## Цитируемый отрывок
Когда-то был проведен эксперимент, в ходе которого фраза из гоголевского «Носа» «Он посмотрел утром на себя в зеркало и вместо носа увидел чистое место» после многократного перевода с русского языка на другой и потом обратно на русский оказалась следующей: «Она посмотрела в подзорную трубу на останки корабля». В английском же нечто подобное может произойти уже при первом переводе. Краткость и многозначность английского языка вынуждает переводчика быть предельно внимательным. Или, как говорил один тренер по американскому футболу, always on the toes – быть всегда наготове. Порой разговариваешь с англичанином – и все в порядке, будто бы на родном языке говоришь, никаких проблем. В другой раз речь англичанина, даже если он из того же стольного града Лондона, записанную на пленку, приходится прослушивать вновь и вновь, чтобы хоть что-то понять из его заиканий, придыханий и проглатываний целых слогов и слов. Некоторые диалекты просто угнетают. Попробуйте, к примеру, понять диалект, где двойные буквы «l» и «r» не произносятся и вместо них слышится звук «у». Когда такой носитель «живого языка» говорит фразу «I will sell that mirrow tomorrow», появляется ощущение, будто он во рту горячую картошку держит и в данный момент говорить толком не может. То же с американцами. С жителем Нью-Йорка или Бостона еще ничего, говорить можно на равных, а вот если южанин затараторит без остановки со своим специфическим проирландским акцентом, слушаешь его и думаешь: «Господи, хоть бы он быстрее заткнулся!».

Понимание собеседника зависит не только от диалекта, не только от дикции, но даже от его образованности. Это особенно заметно в общении с американцами. Чем глубже в массы «многострадальной Америки», тем сложнее с нашим академическим английским. Негров из Гарлема ты уже вообще перестаешь понимать.

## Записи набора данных
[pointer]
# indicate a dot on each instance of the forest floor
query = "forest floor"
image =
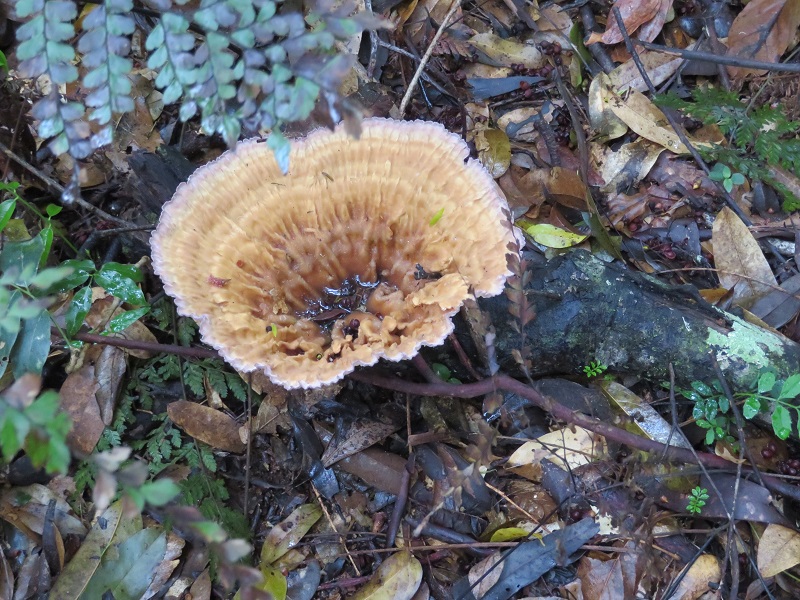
(136, 462)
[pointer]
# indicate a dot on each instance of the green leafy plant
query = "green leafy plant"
(757, 137)
(241, 65)
(712, 408)
(594, 368)
(697, 500)
(723, 174)
(32, 422)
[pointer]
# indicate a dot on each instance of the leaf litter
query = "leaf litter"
(359, 492)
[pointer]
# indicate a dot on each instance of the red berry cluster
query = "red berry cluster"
(552, 49)
(790, 466)
(769, 450)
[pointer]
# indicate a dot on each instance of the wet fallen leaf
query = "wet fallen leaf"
(79, 571)
(494, 50)
(778, 550)
(634, 14)
(79, 401)
(128, 571)
(702, 572)
(658, 65)
(567, 448)
(288, 533)
(778, 307)
(763, 31)
(359, 436)
(25, 508)
(398, 578)
(627, 166)
(554, 237)
(739, 259)
(494, 150)
(210, 426)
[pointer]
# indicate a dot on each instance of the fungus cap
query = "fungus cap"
(365, 250)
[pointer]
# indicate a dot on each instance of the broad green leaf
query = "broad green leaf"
(124, 320)
(766, 382)
(12, 433)
(78, 309)
(752, 406)
(554, 237)
(159, 492)
(791, 387)
(6, 211)
(81, 271)
(22, 256)
(781, 422)
(398, 578)
(128, 571)
(288, 533)
(77, 573)
(33, 345)
(118, 281)
(50, 277)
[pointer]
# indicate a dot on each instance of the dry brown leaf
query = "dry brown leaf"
(625, 167)
(398, 578)
(701, 572)
(739, 259)
(494, 50)
(778, 550)
(79, 399)
(567, 448)
(763, 31)
(210, 426)
(658, 65)
(361, 434)
(634, 14)
(601, 579)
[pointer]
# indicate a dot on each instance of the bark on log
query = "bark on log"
(587, 310)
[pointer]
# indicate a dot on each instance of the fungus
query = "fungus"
(365, 250)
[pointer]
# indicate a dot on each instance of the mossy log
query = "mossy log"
(582, 309)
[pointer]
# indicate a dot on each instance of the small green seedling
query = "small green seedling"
(697, 500)
(723, 173)
(594, 368)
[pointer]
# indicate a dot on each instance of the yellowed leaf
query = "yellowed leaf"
(494, 150)
(505, 53)
(554, 237)
(398, 578)
(778, 550)
(763, 31)
(568, 448)
(208, 425)
(739, 259)
(695, 583)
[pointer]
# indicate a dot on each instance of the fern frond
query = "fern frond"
(43, 51)
(105, 47)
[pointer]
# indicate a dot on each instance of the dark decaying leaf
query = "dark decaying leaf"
(210, 426)
(763, 31)
(357, 437)
(525, 563)
(779, 307)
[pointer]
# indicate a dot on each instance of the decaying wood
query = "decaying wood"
(587, 310)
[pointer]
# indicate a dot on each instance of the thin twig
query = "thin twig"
(427, 56)
(57, 188)
(720, 59)
(561, 412)
(155, 347)
(676, 126)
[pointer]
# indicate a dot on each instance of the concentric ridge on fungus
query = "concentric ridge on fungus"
(365, 250)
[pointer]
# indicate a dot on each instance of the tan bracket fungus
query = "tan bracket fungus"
(365, 250)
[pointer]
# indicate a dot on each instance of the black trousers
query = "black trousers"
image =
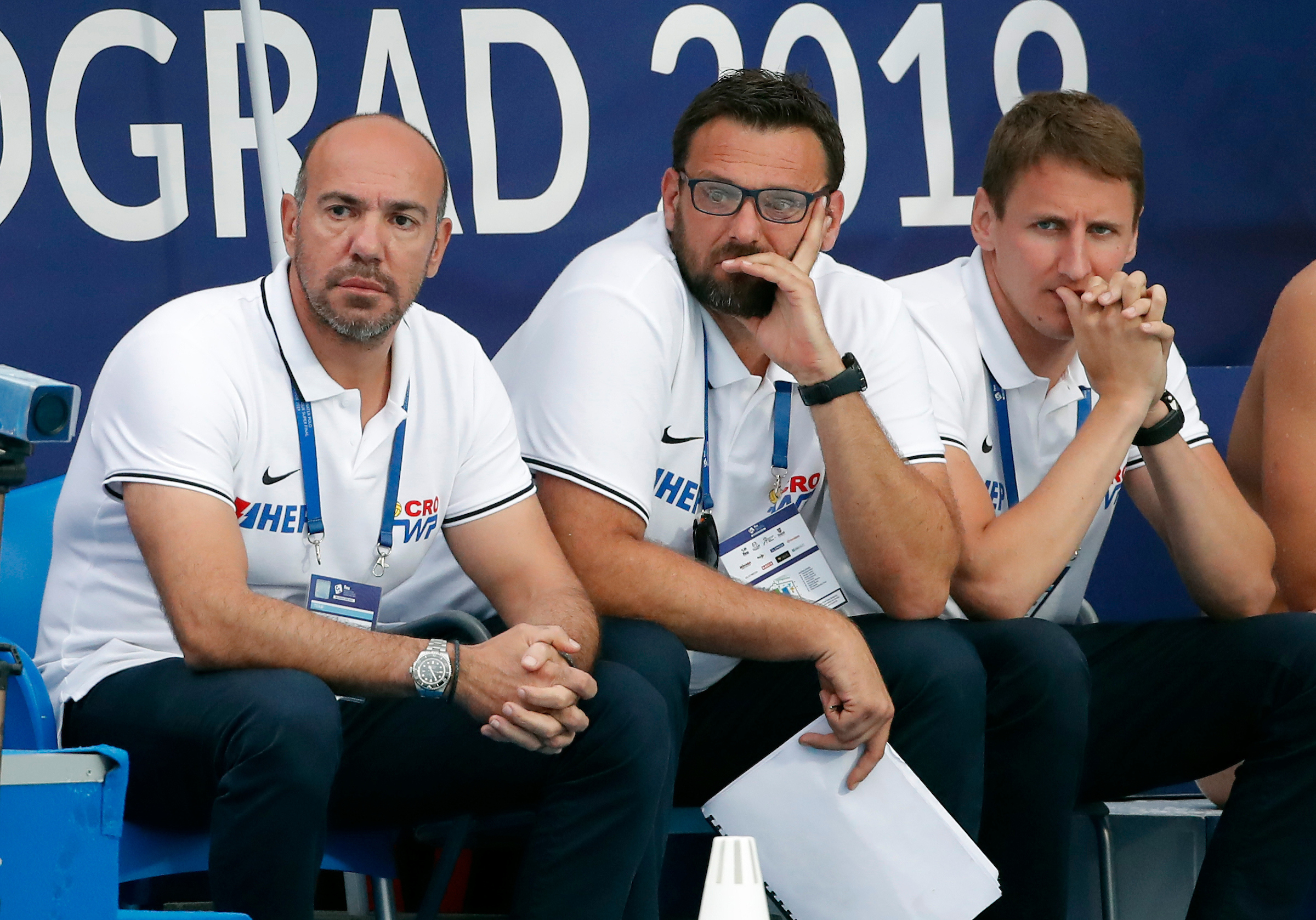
(943, 688)
(1181, 699)
(268, 760)
(1170, 702)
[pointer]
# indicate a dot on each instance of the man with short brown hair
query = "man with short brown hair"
(1056, 385)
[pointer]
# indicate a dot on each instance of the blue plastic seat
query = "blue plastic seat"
(25, 548)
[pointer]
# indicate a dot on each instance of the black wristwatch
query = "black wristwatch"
(1164, 429)
(850, 381)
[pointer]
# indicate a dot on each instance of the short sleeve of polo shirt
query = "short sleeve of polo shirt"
(948, 398)
(1194, 431)
(589, 376)
(491, 474)
(166, 412)
(898, 391)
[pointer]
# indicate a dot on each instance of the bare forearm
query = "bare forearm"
(565, 606)
(706, 610)
(897, 530)
(1219, 544)
(248, 629)
(1015, 556)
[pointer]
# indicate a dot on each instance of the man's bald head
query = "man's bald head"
(300, 190)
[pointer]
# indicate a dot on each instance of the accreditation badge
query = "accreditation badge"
(349, 603)
(780, 554)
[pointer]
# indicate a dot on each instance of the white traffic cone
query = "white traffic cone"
(734, 889)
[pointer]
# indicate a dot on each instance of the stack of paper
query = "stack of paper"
(887, 849)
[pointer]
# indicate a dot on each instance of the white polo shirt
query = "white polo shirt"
(198, 396)
(962, 336)
(607, 378)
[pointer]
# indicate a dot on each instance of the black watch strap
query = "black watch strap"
(1164, 429)
(850, 381)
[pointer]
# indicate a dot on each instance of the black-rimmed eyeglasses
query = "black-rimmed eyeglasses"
(723, 199)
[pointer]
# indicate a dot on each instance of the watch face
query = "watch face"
(432, 671)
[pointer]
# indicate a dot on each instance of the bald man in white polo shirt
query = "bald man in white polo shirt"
(708, 365)
(1057, 386)
(262, 467)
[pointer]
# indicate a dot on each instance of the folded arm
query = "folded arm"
(629, 577)
(201, 573)
(1010, 560)
(894, 519)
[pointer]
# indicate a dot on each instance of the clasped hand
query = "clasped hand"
(524, 691)
(1122, 336)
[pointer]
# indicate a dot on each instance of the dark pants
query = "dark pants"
(269, 758)
(943, 689)
(1182, 699)
(1170, 702)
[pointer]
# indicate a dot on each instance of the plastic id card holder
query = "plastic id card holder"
(781, 554)
(349, 603)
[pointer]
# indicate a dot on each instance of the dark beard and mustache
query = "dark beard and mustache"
(364, 330)
(740, 295)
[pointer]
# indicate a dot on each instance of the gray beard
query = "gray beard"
(364, 331)
(740, 295)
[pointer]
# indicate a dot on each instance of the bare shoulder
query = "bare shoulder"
(1291, 323)
(1282, 379)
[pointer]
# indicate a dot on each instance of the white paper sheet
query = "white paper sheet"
(887, 849)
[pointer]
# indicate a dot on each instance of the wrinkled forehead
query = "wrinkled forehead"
(1070, 190)
(757, 157)
(376, 160)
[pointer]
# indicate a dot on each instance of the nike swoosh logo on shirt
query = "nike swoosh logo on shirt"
(669, 439)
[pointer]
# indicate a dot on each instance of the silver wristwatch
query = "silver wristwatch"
(432, 669)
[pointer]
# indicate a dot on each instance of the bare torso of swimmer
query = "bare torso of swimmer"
(1274, 439)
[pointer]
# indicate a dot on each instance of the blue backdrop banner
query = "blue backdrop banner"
(128, 170)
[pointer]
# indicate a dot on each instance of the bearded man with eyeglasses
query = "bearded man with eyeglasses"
(714, 406)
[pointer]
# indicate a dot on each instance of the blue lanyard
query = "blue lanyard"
(1003, 436)
(781, 440)
(706, 494)
(311, 481)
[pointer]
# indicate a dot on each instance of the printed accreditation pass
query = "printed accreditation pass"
(781, 554)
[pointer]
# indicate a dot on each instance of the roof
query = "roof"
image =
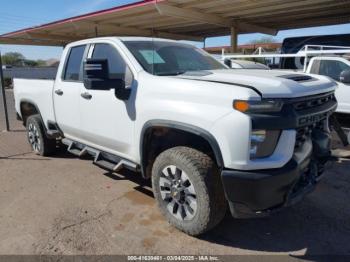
(218, 49)
(187, 20)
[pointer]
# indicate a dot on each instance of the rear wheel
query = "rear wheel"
(188, 190)
(37, 138)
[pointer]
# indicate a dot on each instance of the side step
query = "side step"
(101, 159)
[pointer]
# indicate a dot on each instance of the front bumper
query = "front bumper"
(261, 192)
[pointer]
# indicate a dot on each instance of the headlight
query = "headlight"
(263, 143)
(258, 106)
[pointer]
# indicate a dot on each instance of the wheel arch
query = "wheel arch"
(176, 126)
(28, 108)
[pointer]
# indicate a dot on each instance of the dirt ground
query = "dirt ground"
(65, 205)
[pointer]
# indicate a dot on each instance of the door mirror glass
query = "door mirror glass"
(97, 77)
(345, 76)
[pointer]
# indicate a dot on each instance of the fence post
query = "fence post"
(2, 87)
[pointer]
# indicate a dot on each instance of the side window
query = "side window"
(73, 65)
(332, 68)
(117, 66)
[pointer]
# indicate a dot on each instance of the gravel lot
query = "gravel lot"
(64, 205)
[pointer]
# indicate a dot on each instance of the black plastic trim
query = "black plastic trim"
(184, 127)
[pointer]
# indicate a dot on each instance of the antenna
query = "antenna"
(153, 50)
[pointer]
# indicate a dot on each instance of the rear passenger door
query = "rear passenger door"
(67, 92)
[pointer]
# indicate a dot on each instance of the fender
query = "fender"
(34, 104)
(184, 127)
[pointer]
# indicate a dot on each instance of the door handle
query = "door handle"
(86, 96)
(59, 92)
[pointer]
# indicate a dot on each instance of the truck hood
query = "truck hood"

## Порядок работы 1
Ответьте по отрывку о трудностях английского языка на три вопроса:
(a) Из какого произведения Гоголя взята фраза, которую многократно переводили в эксперименте?
(b) Какие буквы не произносятся в упомянутом диалекте и какой звук слышится вместо них?
(c) От чего, помимо диалекта и дикции, зависит понимание собеседника?
## Порядок работы 2
Перепишите из отрывка о трудностях английского языка фрагмент между словами "Понимание собеседника зависит" и "вообще перестаешь понимать.", включая их самих.
Данные здесь никакой роли не играют.

## Решение упражнения 1
(a) Из «Носа».
(b) Не произносятся двойные буквы «l» и «r», вместо них слышится звук «у».
(c) От его образованности.

## Решение упражнения 2
Понимание собеседника зависит не только от диалекта, не только от дикции, но даже от его образованности. Это особенно заметно в общении с американцами. Чем глубже в массы «многострадальной Америки», тем сложнее с нашим академическим английским. Негров из Гарлема ты уже вообще перестаешь понимать.